● **Set problem 1**: List the groups of people connected to schools that the description of PEAS names.

● **Document**:
2021 Winner: PEAS (Promoting Equality in African Schools)

The image is a logo for the Lipman Family Prize, celebrating its 10-year anniversary. It features stylized text and design elements.

2021 Winner: PEAS (Promoting Equality in African Schools)

Promoting Equality in African Schools (PEAS) exists to expand access to sustainably delivered, quality secondary education across Africa, and works towards a world where all children can unlock their full potential. PEAS builds affordable and quality secondary schools in areas of Africa where, each year, hundreds of children complete primary school but have no secondary school available to them. They empower their school leaders and teachers to deliver great outcomes for students by providing them with ongoing support and mentorship. Overall, PEAS schools consistently out-perform national norms, in terms of both education quality and broadening access. To widen their impact, they proactively share what they have learned to help others build and run great schools.

The image is a logo for PEAS, which stands for Promoting Equality in African Schools. The logo features the acronym in green lowercase letters, with the letter "p" containing an outline of the African continent.

● **Set problem 2**: From the Data items, pick out every line that contains the string "panel". Case counts.

Data items:
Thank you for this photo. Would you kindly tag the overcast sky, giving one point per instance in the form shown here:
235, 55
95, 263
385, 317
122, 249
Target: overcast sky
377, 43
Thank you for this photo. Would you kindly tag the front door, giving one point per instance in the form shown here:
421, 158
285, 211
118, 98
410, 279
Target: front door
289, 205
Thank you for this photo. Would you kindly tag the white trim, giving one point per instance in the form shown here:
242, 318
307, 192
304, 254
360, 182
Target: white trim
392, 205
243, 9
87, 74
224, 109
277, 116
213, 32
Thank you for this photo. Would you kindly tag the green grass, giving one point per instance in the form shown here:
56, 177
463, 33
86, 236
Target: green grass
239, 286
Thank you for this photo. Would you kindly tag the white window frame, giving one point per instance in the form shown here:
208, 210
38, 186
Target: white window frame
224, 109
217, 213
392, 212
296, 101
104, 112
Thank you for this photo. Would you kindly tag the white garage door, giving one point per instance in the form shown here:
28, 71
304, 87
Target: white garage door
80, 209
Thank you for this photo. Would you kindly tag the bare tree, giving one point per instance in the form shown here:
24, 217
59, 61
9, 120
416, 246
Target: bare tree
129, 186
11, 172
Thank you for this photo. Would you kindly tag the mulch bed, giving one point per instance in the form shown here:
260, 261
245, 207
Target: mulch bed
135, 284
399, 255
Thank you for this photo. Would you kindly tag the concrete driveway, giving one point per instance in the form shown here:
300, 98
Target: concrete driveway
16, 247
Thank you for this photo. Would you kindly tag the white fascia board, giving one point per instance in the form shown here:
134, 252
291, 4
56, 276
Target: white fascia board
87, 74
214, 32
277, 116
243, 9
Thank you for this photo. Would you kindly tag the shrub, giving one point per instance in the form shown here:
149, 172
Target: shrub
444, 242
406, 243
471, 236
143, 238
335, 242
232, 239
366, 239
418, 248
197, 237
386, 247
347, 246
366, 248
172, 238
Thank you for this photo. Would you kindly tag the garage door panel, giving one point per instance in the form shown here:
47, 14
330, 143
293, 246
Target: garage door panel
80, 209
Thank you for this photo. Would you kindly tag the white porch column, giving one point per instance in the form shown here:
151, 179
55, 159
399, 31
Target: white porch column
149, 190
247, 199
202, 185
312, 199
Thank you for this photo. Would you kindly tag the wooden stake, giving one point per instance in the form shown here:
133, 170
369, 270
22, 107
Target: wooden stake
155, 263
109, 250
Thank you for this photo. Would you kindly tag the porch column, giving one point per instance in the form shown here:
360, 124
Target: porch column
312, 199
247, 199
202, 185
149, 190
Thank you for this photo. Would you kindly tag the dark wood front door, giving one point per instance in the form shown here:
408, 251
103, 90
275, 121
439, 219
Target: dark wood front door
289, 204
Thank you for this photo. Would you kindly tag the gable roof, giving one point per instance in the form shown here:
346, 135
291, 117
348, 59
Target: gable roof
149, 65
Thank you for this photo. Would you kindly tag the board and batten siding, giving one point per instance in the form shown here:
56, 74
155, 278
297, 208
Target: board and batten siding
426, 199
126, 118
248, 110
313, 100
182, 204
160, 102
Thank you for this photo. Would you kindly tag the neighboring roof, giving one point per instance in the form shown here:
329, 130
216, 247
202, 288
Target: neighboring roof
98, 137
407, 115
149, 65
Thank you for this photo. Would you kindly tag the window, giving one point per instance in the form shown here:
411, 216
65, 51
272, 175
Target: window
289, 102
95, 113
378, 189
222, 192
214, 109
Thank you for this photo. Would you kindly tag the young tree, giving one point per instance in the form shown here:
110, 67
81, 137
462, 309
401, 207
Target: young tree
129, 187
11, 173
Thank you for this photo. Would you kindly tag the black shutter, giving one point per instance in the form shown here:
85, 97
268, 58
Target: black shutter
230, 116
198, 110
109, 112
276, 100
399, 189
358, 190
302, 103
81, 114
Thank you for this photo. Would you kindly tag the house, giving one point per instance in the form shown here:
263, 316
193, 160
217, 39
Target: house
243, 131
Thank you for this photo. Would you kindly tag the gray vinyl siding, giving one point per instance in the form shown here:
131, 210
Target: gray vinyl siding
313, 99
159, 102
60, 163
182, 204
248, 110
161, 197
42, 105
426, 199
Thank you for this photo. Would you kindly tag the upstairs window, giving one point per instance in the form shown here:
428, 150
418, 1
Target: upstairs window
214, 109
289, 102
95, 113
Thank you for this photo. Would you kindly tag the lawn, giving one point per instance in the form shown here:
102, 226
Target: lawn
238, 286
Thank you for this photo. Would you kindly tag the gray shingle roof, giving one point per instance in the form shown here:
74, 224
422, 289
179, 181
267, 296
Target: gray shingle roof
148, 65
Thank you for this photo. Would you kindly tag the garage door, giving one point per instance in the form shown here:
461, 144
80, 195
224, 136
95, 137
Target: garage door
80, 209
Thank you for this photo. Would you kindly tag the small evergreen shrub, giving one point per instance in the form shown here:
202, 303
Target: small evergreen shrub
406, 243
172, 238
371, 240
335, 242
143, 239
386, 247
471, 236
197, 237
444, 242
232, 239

● **Expected output 1**: children, school leaders, teachers, students

● **Expected output 2**:
Thank you for this photo. Would you kindly tag the garage door panel, giving one point per instance in the form shown here:
Target: garage door panel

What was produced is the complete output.